EXCERPT TO READ
↓↓↓
"When one door of happiness closes, another opens;
but often we look so long at the closed door that we do not see the one which has opened for us."
Helen Keller

Monday, February 18, 2013

My Heart Hurts


My heart hurts when I see him like this.  But my heart hurts even more when he tells me to "go" when I want to hold him and try to soothe him as he falls asleep.

I haven't blogged in so long besides little statuses here & there on the facebook page because life was just going on.  There have been fabulous moments and not-so-fabulous moments over the months, but life was just moving along just fine.  We had a rhythm, conquered the holidays, school was going good minus the excessive aggression we saw for a few days, he was learning & progressing in so many areas.  But today, I felt compelled to the blog out of hurt & guilt.

Last Monday Brycen was hurting so I took him to the doctor which resulted in an ear infection as I had suspected.  He seemed to be feeling better and then he spiked a little fever yesterday and just started acting "off."  In Brycen it's hard to tell since if we ask him if he hurts, he typically will either point to a place he had an owie last or tell us "no."  We really have to read the physical signs and with him that means he stops stimming or playing with his usual toys.
↑↑↑
WORK TASK
Continue the blog post "My Heart Hurts" from its last sentence. The rows are separate material, unrelated to the blog post.

GIVEN DATA
↓↓↓
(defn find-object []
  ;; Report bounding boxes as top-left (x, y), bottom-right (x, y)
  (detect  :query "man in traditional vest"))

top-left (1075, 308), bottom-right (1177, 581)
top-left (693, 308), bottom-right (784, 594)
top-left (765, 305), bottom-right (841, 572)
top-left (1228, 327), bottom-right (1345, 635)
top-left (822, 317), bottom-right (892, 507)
↑↑↑
↓↓↓
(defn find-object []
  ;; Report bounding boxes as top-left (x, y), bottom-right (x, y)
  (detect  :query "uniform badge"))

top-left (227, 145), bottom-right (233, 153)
↑↑↑
EXERCISE RESPONSE
Another sign is he doesn't want me to hold him or be near him.  That might be one of the worst heartaches a mother feels.  When Aubree is hurting she wants us to hold her, rock her, lay next to her in bed.  Brycen just yells at me when I try to touch him or sit/lay next to him.  He's currently laying in our bed and has been for about an hour.  I heard him moaning and starting to cry again so I went in to lay with him and attempt to comfort him, but he told me to "go" and started screaming at me.  He didn't calm down until I left the room and closed the door.  I feel defeated.  Autism is defeating me right now.  

I feel guilty for not being able to comfort him.  I feel guilty because this sickness is following a very rare night-out that Mike & I have.  It's not that he seems to care when we leave him for a night-out, especially in the care of grandma.  And I know it's necessary for a marriage to have time away from the kids...especially necessary for my mental health since I stay home with the kids day-in and day-out and rarely spend time with other adults.  But, I still feel guilt for this.  Not only for leaving him and my duties as a mom, but now I feel guilty for even thinking this is slightly about me.  Then I feel guilty because maybe I'm not doing enough to help him conquer this part of Autism.  I dedicate a lot to him and helping him progress, but am I not dedicating enough?  How come other parents of children on the spectrum seem to get to comfort their children when they are sick without being yelled at?!  I know I know I know...every child is different.  

It's just not fair.  A mother's instinct is to comfort her child when they are ill, and it's not fair this simple action/bond has been taken away from Brycen and I.  I won't stop trying of course, but after 4 1/2 years of being rejected when he isn't feeling well, it's hard to think  it's going to change one of these days.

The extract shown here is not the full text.